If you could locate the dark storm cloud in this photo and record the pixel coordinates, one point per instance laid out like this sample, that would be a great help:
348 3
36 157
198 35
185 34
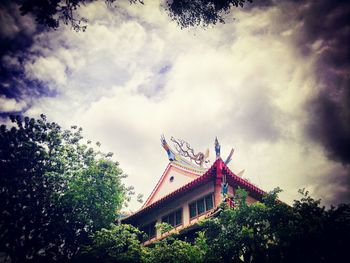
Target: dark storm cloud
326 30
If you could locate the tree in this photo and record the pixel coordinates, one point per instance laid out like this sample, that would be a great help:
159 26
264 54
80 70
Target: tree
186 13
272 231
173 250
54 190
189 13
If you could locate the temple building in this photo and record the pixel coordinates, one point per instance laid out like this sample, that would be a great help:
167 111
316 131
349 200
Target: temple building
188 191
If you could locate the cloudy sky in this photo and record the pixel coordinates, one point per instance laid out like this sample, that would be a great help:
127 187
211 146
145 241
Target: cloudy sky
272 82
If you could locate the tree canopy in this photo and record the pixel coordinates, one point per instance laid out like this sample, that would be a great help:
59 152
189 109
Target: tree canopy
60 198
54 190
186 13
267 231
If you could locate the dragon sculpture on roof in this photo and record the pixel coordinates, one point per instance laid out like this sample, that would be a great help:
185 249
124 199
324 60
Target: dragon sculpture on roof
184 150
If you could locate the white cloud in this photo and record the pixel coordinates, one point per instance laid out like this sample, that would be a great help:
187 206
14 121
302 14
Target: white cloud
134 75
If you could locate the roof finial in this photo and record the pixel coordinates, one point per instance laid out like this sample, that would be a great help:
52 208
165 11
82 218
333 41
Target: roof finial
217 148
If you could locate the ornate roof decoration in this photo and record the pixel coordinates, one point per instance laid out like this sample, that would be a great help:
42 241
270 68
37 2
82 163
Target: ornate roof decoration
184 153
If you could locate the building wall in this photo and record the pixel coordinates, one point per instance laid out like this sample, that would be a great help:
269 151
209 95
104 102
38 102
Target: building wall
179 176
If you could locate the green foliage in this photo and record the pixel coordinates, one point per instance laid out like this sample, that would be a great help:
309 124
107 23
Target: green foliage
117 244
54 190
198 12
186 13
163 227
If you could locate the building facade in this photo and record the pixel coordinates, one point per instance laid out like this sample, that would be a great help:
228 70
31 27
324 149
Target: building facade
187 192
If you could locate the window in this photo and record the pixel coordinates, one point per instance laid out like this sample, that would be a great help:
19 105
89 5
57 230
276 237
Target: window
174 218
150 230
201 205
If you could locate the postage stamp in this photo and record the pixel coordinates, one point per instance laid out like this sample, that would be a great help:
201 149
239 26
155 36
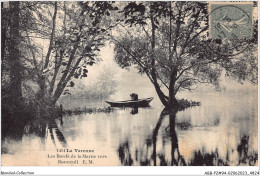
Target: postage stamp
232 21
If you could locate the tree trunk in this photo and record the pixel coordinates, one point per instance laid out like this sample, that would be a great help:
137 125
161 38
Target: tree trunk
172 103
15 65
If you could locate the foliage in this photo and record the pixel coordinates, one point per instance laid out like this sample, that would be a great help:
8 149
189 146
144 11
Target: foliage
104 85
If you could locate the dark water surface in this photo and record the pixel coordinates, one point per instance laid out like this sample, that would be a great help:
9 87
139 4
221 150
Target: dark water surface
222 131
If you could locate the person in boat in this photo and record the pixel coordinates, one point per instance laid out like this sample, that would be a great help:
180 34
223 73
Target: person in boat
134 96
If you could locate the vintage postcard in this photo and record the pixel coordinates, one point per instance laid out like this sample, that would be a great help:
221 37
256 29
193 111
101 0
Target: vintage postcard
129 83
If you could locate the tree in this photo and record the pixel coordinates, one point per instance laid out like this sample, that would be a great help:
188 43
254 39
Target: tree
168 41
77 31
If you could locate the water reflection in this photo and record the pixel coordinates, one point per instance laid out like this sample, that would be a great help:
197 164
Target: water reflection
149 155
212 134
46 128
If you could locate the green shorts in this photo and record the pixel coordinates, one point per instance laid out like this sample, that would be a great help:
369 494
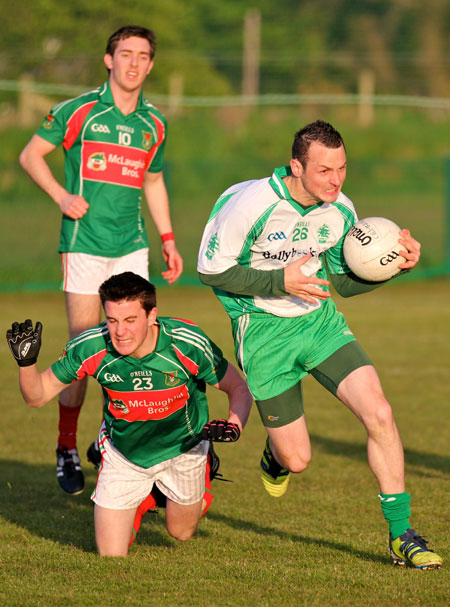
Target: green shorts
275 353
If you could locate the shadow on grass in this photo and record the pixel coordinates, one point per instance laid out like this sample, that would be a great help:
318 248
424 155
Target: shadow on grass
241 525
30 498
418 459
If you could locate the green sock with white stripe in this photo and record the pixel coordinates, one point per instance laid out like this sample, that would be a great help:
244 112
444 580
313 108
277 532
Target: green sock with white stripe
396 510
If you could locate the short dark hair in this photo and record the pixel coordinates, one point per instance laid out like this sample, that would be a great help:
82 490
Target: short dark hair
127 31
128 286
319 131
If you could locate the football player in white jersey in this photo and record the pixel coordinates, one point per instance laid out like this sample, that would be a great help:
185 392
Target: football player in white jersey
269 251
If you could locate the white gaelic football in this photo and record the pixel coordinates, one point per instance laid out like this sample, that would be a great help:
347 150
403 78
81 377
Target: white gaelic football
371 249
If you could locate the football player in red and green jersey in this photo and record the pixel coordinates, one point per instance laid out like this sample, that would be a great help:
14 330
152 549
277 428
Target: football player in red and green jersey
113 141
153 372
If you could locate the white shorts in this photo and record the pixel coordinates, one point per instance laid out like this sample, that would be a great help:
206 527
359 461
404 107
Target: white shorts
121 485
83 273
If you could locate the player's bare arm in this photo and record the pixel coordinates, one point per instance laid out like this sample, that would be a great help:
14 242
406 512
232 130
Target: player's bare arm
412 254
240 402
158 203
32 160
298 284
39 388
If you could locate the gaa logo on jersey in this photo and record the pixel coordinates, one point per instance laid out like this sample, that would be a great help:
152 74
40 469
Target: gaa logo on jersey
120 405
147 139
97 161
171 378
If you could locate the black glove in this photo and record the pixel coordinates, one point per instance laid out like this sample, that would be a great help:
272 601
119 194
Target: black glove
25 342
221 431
*-*-*
▸ **INSTRUCTION**
Leaving all pictures aside, quote each record exactly.

▸ **ANSWER FOR THIS EXERCISE**
If you could locate the dark storm cloud in this photo and record the pixel coordinates, one point per instance laid out like this sample, that would be a great help:
348 3
36 157
198 35
185 34
Target: dark storm cloud
326 30
If you could locate the tree in this photo and record the pixel coordinates, one point per instance laid out like this sample, that would be a great help:
159 26
264 54
80 70
Target: tree
186 13
272 231
173 250
54 190
189 13
If you could locate the temple building in this photo and record the pixel coordinates, one point per instance laid out like this sample, that would be a great help:
167 111
316 131
349 200
Target: temple building
188 191
If you could locate the cloudy sky in this photo and record the pixel coordinates, one point per instance laid out like this sample, that would be a great help:
127 187
211 146
145 241
Target: cloudy sky
272 82
If you could locate the tree canopy in this photo and record the pixel coordinates, one point per instance laid out like this sample, that would be a great help:
59 152
189 109
Target: tree canopy
60 198
54 190
186 13
267 231
If you could locate the dragon sculpture on roof in this photo and record the pixel coordinates, one point per instance laid out like this sample, that would be a great help:
185 249
124 199
324 60
Target: dragon sculpture on roof
184 150
If you could locate the white cloud in this photo and record the pixel coordinates, one point per instance laid out like this sample, that would be a great help:
187 206
14 121
302 14
Target: white cloud
134 75
If you could locate the roof finial in this photo and record the pixel coordinates, one point per instance laid out like this sample, that would be a great help:
52 208
165 11
82 218
333 41
Target: roof finial
217 148
If you could locate the ornate roof decoration in this photo and record the pixel coordinates, one point per instance laid out like this sample, that would be a great help:
42 241
270 68
37 2
82 163
Target: ornate roof decoration
184 153
If you could locate the building wall in this photo and record the pixel coordinates, one point per instance laid out like this sample, that would be a great help:
269 151
209 95
104 102
38 102
Target: building wall
179 176
If you could locate the green foliage in this photo and record the pixel coordinates, one point per instance laid out like this sample, that would be a great help:
309 124
107 23
Target: green foliage
117 244
54 190
198 12
186 13
163 227
If you could locate the building facade in this photo and record the pixel coordinates, one point per instance laid out like this sample, that would be a great help:
228 70
31 27
324 149
Target: building facade
187 192
If you could locate the window in this photo and record the pixel coordinates, one point per instance laid out like this sample, that would be a great help:
19 105
89 5
57 230
276 237
Target: window
174 218
150 230
201 205
If you could locate the postage stamp in this photo and record the pixel coordinates, one point per instance laid out like this sample, that would be a great help:
201 149
239 26
155 36
Target: postage stamp
232 21
If you could locate the tree trunk in this photo and record the pixel coordinates, one point per instance laid out like this sample, that would be a great help:
137 125
161 38
Target: tree trunk
172 103
15 65
If you could locate the foliage in this photo and record the pixel coordinates, one point per instance laid out like this sample, that would be a great help:
8 149
189 146
144 11
Target: foliage
104 85
If you could locate the dark water surface in this photo and record the pixel coordinates, one point per instance laid out like this sample, that would be a great help:
9 87
139 4
221 150
Target: dark water surface
222 131
If you could locate the person in boat in this photo and record the pixel coordinates, one point per instance laid out like this sample, that would be a great help:
180 34
223 73
Target: person in boat
134 96
If you could locate the vintage postcard in this photo and record the pixel coordinates, one point per instance laid out like this sample, that would be a great help:
221 37
256 29
193 111
101 0
Target: vintage postcard
129 83
If you could locate the tree in this photo and record the pixel coordinates, one point per instance laid out like this sample, that would be a great help:
188 43
254 39
Target: tree
168 41
77 31
If you could locate the water reflection in this photo and record the pixel coordinates, one point per instance laid out like this sample, that would be a great help:
197 164
Target: water reflection
149 155
212 134
46 128
If you could locate the green shorts in this photo and record the pixel coordinates, one point per instance laid out like this sample, that would be a great help:
369 494
Target: green shorts
275 353
If you could locate the shadow on grass in this photo and record the pixel coordinates, one point per instance laid out like this sample, that would be a great help:
318 248
424 155
Target: shadow on grass
241 525
30 498
418 459
If you could locate the green sock with white stripe in this photo and record the pixel coordinates, one point per instance laid out like this sample, that would be a great help:
244 112
444 580
313 108
277 532
Target: green sock with white stripe
396 510
If you could locate the short dark hair in this photo and record the pixel coordinates, one point per instance laid out like this sample, that would be a great help:
82 490
Target: short dark hair
127 31
128 286
319 131
If you could locate the football player in white jersey in this photo and record the pixel coordinates, one point per instance laid out like this sample, that would be a great help:
185 392
Target: football player in white jersey
269 251
If you could locate the white gaelic football in this photo and record the pixel coordinates, one point per instance laid out like this sample, that would be a great help:
347 150
403 78
81 377
Target: white gaelic football
371 249
If you could locate the football player in red and green jersey in this photo and record the pixel coordinates, one point per instance laid out like this sample, that would be a great help:
14 330
152 549
277 428
Target: football player in red and green jersey
113 141
153 372
If you could locate the white shorts in this photo and record the pixel coordinates, one point per instance laid out like this sample, that would be a great help:
206 527
359 461
404 107
Target: white shorts
121 485
83 273
If you could locate the player's bare arm in this photo and record the pixel coordinates, one point per instance laid out like this sample, that would be a great help:
14 242
406 512
232 130
Target: player's bare arm
412 254
240 402
158 203
32 160
298 284
39 388
If you could locate the gaa logo on jersey in this photo and record the pixel coordinates, one point per instance laid out like this sample, that would be a great help:
152 74
40 469
Target: gaa logo on jersey
120 405
147 139
97 161
171 378
If you could locate the black glove in this photo and record the pixel coordinates, one point per instance laid out like this sample, that would be a great help:
272 601
119 194
Target: black glove
25 342
221 431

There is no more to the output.